We now need to define the `Dataset` class, to efficiently load the speech data and true transcript (in the form of indices / integers).

<span style="color:red"> **Exercise 2**</span>. Complete the `ASRdataset` class below (`__init__`, `__len__`, and `__getitem__` methods). In particular, the `__getitem__` method should return three outputs:
- `waveform`: a tensor containing the speech waveform
- `true_transcript`: the true transcript as per using the provided loading function
- `target_indices`: a tensor containing the integers corresponding to the transcript

The `__init__` method should make use of the `MAX_FILES` variable to limit the size of the dataset (for speed).

In [None]:
# ASR Dataset class
class ASRdataset(Dataset):
    def __init__(self, data_speech_dir, data_transc_dir, dico_labels, MAX_FILES=None):
        self.data_speech_dir = data_speech_dir
        self.data_transc_dir = data_transc_dir
        self.audio_files = self._find_files(data_speech_dir)[:MAX_FILES]
        self.dico_labels = dico_labels

    def __len__(self):
        return len(self.audio_files)

    def __getitem__(self, index):
        # load the waveform
        audio_file = self.audio_files[index]
        audio_file_path = os.path.join(self.data_speech_dir, audio_file)
        waveform, _ = torchaudio.load(audio_file_path, channels_first=True)
        # load the true transcript
        transc_file_path = os.path.join(self.data_transc_dir, audio_file.replace('wav', 'txt'))
        true_transcript = get_true_transcript(transc_file_path)
        # transform transcript into list of integers
        target_indices = [self.dico_labels[c] for c in true_transcript]
        target_indices = torch.tensor(target_indices, dtype=torch.long)
        return waveform, true_transcript, target_indices

    def _find_files(self, directory, pattern='*.wav'):
        """Recursively finds all files matching the pattern."""
        files = []
        for root, _, filenames in os.walk(directory):
            for filename in fnmatch.filter(filenames, pattern):
                files.append(filename)
        files = sorted(files)
        return files


In [None]:
# Instanciate the ASR dataset and print its length
asrdataset = ASRdataset(data_speech_dir, data_transc_dir, dico_labels, MAX_FILES=MAX_FILES)
print('Dataset length:', len(asrdataset))

# Get the first data sample, and print some information
waveform, true_transcript, target_indices = asrdataset[0]
print(waveform.shape)
print(true_transcript)
print(target_indices)

> _Entries supplied_
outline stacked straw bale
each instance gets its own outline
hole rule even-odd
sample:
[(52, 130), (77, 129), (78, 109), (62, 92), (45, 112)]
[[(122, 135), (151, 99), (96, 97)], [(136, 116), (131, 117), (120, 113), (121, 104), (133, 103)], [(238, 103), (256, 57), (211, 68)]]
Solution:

> _Stated exercise 1_
In the ASR dataset exercise, what does the `__init__` method use to limit the size of the dataset?
> _Stated exercise 2_
Summarize the ASR dataset exercise in two sentences.
> _Stated exercise 3_
Transcribe part of the ASR dataset exercise, beginning at the words "true_transcript = get_true_transcript(transc_file_path)" and stopping after "files.append(filename)".
The rows were taken from a source other than the ASR dataset exercise.

> _Task response 1_
The `MAX_FILES` variable.

> _Task response 2_
The exercise calls for an `ASRdataset` class whose `__getitem__` method returns the speech waveform, the true transcript, and a tensor of the integers that correspond to the transcript. Its `__init__` method uses `MAX_FILES` to limit the dataset size for speed, and the class is then instantiated to print the dataset length and information about the first sample.

> _Task response 3_
true_transcript = get_true_transcript(transc_file_path)
        # transform transcript into list of integers
        target_indices = [self.dico_labels[c] for c in true_transcript]
        target_indices = torch.tensor(target_indices, dtype=torch.long)
        return waveform, true_transcript, target_indices

    def _find_files(self, directory, pattern='*.wav'):
        """Recursively finds all files matching the pattern."""
        files = []
        for root, _, filenames in os.walk(directory):
            for filename in fnmatch.filter(filenames, pattern):
                files.append(filename)